WHAT TO DO —
The output is the line holding "body in the photo above." and all lines after it to the end of the records below; restate them unchanged and add nothing.

DATA RECORDS —
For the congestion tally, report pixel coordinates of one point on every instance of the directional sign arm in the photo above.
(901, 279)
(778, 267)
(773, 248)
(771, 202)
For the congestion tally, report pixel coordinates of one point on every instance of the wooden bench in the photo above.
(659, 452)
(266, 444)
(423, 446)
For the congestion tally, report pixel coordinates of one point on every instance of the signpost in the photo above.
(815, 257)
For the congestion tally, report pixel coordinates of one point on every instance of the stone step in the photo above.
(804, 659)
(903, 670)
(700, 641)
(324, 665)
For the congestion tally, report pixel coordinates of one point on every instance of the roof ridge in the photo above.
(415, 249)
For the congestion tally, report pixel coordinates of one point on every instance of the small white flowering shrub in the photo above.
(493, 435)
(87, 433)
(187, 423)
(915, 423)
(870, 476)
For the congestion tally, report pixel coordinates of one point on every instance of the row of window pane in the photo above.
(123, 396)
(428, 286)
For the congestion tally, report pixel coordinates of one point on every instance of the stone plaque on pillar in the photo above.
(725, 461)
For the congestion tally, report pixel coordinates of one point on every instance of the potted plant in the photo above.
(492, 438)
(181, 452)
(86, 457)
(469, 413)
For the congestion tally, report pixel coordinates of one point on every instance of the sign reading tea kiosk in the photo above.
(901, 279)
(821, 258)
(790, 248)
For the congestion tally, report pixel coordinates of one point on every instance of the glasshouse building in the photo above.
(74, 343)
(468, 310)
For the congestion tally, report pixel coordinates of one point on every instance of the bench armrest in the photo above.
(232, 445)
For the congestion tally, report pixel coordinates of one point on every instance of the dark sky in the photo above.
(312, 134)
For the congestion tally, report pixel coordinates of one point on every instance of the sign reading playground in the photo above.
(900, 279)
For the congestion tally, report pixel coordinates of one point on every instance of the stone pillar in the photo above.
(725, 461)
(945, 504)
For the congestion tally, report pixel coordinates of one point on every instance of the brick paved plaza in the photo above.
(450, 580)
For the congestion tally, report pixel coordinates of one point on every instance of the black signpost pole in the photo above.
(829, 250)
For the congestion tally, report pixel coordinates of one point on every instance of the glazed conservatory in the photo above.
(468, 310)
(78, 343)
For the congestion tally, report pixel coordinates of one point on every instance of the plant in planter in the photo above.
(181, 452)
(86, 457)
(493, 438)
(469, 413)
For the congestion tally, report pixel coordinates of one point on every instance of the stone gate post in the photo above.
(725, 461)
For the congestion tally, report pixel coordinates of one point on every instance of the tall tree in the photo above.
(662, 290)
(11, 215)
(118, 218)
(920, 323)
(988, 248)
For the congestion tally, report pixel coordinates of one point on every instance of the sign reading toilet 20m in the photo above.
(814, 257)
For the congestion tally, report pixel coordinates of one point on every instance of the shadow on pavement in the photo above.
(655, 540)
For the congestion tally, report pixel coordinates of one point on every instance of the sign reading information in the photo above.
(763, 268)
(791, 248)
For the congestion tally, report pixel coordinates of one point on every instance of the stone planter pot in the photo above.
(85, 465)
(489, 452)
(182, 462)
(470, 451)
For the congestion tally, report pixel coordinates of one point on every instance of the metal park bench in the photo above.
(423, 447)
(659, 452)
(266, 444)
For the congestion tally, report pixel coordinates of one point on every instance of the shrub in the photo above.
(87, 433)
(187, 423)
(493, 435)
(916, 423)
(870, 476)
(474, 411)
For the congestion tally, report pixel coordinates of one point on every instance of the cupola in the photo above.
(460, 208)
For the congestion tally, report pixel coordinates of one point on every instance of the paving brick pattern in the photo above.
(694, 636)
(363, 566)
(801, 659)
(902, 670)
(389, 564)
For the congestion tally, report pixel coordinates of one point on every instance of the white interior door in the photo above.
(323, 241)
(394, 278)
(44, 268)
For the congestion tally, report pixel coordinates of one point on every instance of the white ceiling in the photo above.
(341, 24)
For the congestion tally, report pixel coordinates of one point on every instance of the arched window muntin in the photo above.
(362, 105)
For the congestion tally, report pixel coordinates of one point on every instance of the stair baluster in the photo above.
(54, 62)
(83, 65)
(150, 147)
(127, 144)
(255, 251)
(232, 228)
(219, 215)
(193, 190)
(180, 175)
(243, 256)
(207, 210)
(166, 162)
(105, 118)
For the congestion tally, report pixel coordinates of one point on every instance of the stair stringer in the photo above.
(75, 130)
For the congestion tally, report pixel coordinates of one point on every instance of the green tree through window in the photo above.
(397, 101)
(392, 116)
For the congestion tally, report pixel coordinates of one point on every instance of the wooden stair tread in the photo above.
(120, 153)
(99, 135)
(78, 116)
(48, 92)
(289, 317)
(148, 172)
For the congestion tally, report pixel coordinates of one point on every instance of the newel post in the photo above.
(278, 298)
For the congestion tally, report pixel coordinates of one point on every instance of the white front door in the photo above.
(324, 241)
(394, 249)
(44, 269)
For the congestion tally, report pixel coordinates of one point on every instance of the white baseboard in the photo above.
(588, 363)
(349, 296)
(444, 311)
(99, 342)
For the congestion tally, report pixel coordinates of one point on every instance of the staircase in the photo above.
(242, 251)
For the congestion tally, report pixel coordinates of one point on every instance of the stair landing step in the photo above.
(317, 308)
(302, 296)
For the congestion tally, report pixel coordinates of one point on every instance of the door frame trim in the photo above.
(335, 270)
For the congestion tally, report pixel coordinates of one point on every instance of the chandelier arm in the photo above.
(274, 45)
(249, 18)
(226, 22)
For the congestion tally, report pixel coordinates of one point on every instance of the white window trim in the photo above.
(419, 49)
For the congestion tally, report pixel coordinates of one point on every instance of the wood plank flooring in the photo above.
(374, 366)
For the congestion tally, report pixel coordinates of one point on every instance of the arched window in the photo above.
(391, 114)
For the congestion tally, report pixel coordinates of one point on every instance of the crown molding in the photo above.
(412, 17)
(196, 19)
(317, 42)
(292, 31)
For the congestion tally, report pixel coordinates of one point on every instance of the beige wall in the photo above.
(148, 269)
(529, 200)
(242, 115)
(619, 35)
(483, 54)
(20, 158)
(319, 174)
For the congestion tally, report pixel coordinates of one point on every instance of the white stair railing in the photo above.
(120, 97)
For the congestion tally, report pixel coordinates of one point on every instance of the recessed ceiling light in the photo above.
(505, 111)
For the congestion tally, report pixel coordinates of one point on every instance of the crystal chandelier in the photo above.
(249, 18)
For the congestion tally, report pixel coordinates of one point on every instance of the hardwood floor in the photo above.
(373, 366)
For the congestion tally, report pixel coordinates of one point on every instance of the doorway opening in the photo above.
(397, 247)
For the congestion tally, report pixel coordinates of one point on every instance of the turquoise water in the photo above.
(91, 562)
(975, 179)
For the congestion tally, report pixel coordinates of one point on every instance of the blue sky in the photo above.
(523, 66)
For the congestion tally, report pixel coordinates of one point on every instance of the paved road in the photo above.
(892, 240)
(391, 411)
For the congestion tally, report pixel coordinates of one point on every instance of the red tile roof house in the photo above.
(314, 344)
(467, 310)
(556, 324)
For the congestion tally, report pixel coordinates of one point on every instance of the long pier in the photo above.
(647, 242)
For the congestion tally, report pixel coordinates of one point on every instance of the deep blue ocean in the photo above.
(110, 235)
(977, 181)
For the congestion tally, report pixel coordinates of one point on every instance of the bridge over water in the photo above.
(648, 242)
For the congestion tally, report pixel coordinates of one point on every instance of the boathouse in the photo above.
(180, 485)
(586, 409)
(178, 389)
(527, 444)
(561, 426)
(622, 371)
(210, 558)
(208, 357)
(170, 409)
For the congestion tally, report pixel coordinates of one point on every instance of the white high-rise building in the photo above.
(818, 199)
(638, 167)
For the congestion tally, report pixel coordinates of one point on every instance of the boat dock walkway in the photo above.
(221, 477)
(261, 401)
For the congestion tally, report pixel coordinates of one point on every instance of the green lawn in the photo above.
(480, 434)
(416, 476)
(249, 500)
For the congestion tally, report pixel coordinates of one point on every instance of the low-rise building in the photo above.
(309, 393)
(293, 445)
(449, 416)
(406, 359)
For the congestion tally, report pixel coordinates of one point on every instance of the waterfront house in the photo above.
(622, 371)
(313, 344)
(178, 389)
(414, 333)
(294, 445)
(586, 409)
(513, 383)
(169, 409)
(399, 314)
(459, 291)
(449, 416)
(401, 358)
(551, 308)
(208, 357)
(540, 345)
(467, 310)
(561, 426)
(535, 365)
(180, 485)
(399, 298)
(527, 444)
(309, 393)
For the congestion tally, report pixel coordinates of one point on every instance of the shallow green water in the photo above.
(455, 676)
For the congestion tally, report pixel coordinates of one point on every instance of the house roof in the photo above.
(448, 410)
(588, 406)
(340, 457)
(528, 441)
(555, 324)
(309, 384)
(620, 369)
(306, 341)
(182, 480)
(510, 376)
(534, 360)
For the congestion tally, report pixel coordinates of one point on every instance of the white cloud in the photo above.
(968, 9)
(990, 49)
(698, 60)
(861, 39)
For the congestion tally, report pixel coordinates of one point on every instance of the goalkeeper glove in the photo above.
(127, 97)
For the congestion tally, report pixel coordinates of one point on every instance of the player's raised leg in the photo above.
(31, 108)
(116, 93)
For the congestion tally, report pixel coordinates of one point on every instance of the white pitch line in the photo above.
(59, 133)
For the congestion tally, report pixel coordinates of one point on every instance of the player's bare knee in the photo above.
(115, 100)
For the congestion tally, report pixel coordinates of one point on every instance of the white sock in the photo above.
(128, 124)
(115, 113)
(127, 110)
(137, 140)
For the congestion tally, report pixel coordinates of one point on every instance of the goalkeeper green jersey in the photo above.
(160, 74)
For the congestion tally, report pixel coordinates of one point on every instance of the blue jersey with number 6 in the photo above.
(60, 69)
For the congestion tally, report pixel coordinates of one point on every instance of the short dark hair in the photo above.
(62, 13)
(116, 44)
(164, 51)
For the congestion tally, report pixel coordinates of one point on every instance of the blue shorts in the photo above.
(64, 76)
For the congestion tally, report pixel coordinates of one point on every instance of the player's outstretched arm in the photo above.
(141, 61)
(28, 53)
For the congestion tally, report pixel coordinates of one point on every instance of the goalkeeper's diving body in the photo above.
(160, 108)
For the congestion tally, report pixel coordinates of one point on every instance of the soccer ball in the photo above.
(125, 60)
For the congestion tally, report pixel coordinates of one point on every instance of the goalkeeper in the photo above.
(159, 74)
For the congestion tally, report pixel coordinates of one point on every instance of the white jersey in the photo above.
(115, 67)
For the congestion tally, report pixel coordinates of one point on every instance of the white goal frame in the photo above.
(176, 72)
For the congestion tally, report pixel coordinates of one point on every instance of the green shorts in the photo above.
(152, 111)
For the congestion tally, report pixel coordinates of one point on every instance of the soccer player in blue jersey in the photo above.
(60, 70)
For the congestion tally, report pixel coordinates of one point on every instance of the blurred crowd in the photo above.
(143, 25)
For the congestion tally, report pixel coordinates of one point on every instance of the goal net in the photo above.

ANSWER FOR THE TASK —
For the congestion tally, report pixel coordinates of one point on every instance of the goalkeeper's diving body in the photo above.
(160, 108)
For the congestion tally, report pixel coordinates of one point on every instance of the soccer ball in the photo above.
(125, 60)
For the congestion tally, report pixel coordinates of one point on every instance of the goalkeeper in the photo above.
(159, 74)
For the congestion tally, report pixel coordinates of one point on every instance of the white jersey in the photo above.
(115, 67)
For the congestion tally, report pixel coordinates of one point on every instance of the white goal frame in the photo above.
(176, 72)
For the congestion tally, report pixel coordinates of one point on every instance of the green shorts in the photo above.
(152, 111)
For the congestion tally, report pixel coordinates of one point on every instance of the soccer player in blue jersey in the photo above.
(60, 70)
For the congestion tally, report pixel coordinates of one point on every instance of the blurred crowd in the photo above.
(143, 25)
For the congestion tally, report pixel coordinates of one point on every instance of the goal net in the photo above.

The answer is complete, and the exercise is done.